## Your task
Find each line in the listing below that contains the word "mountain" and copy those lines out in full.

## Data provided
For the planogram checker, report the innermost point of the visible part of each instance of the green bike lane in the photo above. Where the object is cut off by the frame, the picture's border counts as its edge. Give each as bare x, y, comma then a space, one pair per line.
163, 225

==

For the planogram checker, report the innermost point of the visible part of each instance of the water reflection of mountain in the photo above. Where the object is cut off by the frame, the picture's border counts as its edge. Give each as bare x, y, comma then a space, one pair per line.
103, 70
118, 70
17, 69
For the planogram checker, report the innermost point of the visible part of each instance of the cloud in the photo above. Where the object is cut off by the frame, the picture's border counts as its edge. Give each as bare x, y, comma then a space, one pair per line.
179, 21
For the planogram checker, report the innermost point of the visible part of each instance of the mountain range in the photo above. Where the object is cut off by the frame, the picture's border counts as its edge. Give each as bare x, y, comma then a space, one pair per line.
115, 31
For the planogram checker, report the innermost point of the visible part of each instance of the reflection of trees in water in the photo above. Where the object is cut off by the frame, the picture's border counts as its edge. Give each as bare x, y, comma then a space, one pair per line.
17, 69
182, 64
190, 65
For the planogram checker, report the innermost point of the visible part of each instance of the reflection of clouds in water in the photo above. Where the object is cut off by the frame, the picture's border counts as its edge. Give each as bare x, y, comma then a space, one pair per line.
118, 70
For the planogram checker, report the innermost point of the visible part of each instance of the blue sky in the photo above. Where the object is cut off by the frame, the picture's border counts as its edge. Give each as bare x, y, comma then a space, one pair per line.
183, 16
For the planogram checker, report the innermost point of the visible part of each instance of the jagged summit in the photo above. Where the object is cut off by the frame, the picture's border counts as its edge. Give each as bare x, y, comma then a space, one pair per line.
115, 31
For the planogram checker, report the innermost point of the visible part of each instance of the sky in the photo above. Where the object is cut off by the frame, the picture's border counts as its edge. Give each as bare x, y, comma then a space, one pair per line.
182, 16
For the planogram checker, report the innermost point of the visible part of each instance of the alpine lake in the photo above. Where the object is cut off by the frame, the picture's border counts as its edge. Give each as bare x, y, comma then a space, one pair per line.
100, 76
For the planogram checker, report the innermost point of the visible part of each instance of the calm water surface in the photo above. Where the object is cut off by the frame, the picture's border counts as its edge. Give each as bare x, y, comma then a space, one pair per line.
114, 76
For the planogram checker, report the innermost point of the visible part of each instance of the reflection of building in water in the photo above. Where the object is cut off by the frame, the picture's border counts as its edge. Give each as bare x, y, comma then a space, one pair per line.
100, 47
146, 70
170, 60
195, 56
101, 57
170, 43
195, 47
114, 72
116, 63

...

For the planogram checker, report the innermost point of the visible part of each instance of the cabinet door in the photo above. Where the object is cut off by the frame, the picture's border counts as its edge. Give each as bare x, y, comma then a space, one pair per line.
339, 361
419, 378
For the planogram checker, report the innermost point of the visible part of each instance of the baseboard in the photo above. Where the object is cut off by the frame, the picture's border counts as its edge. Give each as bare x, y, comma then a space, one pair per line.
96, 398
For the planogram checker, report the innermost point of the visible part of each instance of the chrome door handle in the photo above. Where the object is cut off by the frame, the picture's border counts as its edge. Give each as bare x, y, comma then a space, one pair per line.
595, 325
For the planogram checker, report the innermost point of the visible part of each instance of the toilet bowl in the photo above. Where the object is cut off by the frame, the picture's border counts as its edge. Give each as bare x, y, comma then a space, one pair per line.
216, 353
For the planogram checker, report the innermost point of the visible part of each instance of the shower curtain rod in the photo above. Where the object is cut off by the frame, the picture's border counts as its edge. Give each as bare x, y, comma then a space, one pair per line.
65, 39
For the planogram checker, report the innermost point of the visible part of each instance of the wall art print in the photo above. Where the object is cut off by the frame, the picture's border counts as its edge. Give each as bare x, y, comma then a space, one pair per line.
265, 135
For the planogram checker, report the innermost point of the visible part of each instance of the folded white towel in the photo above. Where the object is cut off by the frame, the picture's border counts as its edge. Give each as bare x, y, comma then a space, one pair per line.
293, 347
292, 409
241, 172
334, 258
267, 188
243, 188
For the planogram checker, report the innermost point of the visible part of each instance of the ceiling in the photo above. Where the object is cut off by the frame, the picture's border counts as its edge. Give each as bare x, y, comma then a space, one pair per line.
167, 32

## Written answer
For the planogram checker, report the innermost point of the visible part of each instance of the water reflection of mountain in the photo above. Where the object is cut off by the frame, the picture's border counts as its edge. Give each as bare x, y, comma then a space, one pair per line.
For the planogram checker, report the innermost point of the visible part of each instance of the mountain range in the photo above. Where the object is cut off by the frame, the picture's border counts as its edge. Give each as bare x, y, comma then a space, one pair per line.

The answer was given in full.